*** Exercise materials Section Begins ***
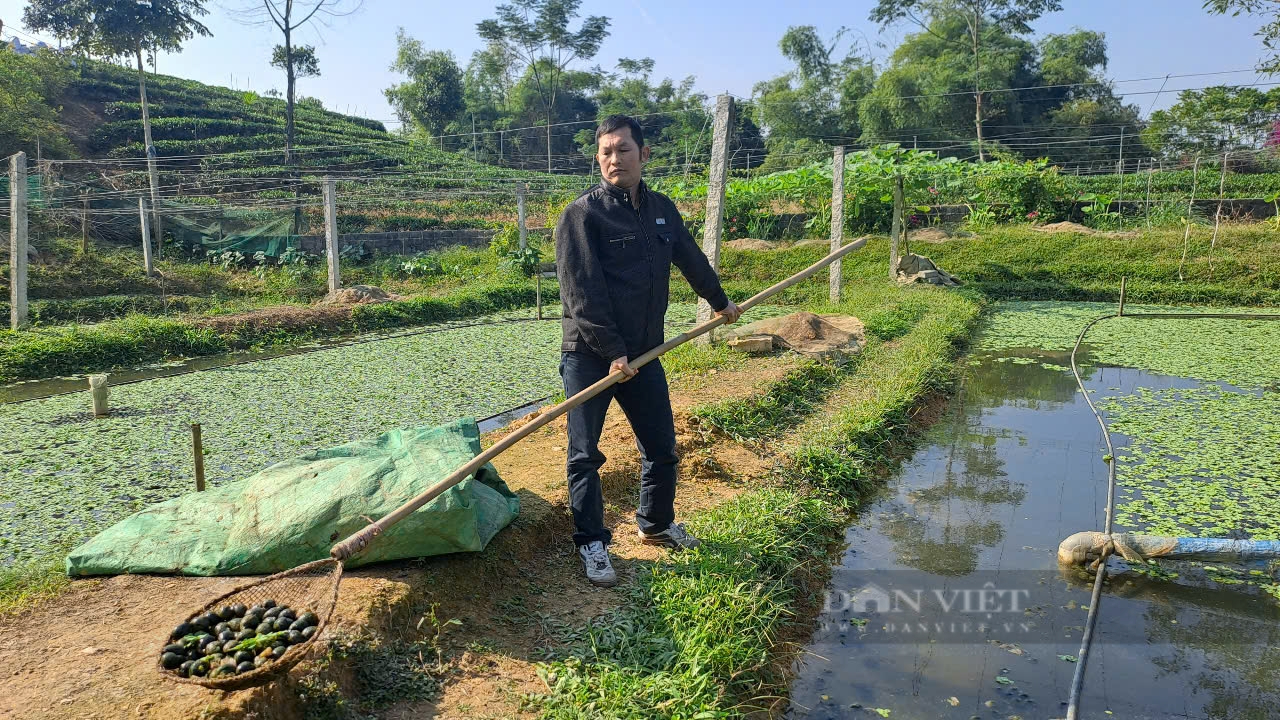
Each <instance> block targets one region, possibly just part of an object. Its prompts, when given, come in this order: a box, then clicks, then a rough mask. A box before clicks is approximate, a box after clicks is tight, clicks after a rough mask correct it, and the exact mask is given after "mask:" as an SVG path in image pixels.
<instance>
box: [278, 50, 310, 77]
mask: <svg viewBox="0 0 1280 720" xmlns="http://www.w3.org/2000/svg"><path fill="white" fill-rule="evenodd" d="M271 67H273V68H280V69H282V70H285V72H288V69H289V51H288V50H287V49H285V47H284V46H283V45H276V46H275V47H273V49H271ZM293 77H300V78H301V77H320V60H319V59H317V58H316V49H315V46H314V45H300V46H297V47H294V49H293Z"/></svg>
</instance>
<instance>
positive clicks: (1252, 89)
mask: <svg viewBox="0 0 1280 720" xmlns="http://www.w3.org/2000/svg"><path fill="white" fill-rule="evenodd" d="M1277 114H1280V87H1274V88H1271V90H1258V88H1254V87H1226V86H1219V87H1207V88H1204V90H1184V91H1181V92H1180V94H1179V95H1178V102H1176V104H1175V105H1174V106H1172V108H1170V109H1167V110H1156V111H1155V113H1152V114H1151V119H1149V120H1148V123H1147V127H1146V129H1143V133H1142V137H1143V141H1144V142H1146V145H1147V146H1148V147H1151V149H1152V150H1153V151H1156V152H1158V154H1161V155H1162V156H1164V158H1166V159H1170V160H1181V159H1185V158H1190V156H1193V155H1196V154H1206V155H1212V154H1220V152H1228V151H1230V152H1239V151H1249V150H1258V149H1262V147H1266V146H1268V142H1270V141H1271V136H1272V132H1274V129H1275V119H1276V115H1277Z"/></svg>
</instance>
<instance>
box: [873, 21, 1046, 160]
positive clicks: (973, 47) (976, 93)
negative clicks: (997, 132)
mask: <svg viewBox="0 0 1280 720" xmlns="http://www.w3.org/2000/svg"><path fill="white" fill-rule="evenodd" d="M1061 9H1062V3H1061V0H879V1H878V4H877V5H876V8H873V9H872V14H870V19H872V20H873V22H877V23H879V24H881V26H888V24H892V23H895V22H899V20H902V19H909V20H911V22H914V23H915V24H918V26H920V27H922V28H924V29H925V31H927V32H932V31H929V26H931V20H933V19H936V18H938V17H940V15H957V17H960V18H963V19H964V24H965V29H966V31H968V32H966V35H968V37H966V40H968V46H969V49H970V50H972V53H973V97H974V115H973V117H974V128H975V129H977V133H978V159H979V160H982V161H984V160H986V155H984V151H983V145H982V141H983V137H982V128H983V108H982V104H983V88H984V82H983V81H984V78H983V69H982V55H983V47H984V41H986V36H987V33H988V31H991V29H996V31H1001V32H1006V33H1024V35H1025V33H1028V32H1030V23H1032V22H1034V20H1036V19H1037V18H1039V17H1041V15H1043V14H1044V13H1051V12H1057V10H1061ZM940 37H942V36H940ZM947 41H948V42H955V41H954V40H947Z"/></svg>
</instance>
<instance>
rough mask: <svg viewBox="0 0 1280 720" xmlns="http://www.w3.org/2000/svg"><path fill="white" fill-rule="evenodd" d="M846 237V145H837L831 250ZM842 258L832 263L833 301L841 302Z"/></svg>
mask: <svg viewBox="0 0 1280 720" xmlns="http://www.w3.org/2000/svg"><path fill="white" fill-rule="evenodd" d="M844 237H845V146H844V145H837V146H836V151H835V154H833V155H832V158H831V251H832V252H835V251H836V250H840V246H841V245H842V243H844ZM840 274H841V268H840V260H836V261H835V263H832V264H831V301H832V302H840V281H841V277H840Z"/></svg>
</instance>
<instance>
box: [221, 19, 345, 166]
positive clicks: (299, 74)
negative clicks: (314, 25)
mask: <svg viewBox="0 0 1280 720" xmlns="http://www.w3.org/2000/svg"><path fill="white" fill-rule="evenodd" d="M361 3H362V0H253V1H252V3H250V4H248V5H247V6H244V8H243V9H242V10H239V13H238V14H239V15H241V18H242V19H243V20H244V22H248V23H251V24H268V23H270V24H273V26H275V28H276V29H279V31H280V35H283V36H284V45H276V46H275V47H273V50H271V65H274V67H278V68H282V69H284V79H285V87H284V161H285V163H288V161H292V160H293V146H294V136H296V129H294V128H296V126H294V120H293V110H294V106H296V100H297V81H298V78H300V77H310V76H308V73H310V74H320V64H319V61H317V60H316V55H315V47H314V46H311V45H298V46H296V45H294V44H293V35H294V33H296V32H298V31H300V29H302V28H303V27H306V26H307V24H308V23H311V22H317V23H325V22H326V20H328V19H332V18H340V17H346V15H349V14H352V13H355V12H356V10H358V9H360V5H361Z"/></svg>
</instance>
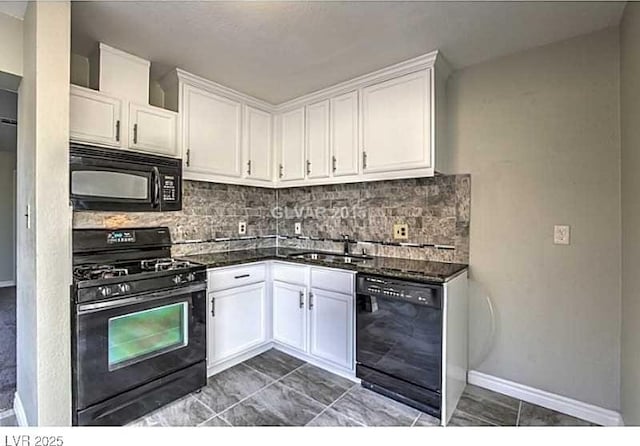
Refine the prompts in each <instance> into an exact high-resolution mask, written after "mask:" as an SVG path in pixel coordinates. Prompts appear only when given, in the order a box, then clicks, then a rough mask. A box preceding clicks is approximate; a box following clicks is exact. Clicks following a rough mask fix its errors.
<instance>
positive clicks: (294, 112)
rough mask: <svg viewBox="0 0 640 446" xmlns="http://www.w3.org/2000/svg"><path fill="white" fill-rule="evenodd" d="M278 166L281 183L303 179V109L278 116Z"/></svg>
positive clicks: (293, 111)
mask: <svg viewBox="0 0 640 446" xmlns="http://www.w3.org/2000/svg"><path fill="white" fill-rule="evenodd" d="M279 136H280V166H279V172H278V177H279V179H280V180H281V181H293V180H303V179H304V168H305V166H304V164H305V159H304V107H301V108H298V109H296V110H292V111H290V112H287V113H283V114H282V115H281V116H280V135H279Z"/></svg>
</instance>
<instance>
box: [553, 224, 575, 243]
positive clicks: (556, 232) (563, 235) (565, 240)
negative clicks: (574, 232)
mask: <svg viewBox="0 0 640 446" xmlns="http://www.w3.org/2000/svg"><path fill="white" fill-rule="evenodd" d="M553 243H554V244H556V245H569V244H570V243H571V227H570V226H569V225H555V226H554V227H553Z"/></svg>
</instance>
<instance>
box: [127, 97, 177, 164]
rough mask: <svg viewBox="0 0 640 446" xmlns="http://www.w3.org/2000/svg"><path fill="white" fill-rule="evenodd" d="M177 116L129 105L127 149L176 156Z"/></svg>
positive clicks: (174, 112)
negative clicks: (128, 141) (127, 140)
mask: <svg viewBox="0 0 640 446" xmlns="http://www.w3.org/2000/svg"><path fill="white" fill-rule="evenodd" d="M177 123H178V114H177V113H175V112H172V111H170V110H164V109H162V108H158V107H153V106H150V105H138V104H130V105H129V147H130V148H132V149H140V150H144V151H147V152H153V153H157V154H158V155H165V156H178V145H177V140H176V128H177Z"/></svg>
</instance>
*** Exercise materials Section Ends ***
Task goal: How many lines in the listing above contain the string "after"? Reply with the number alone.

Task output: 2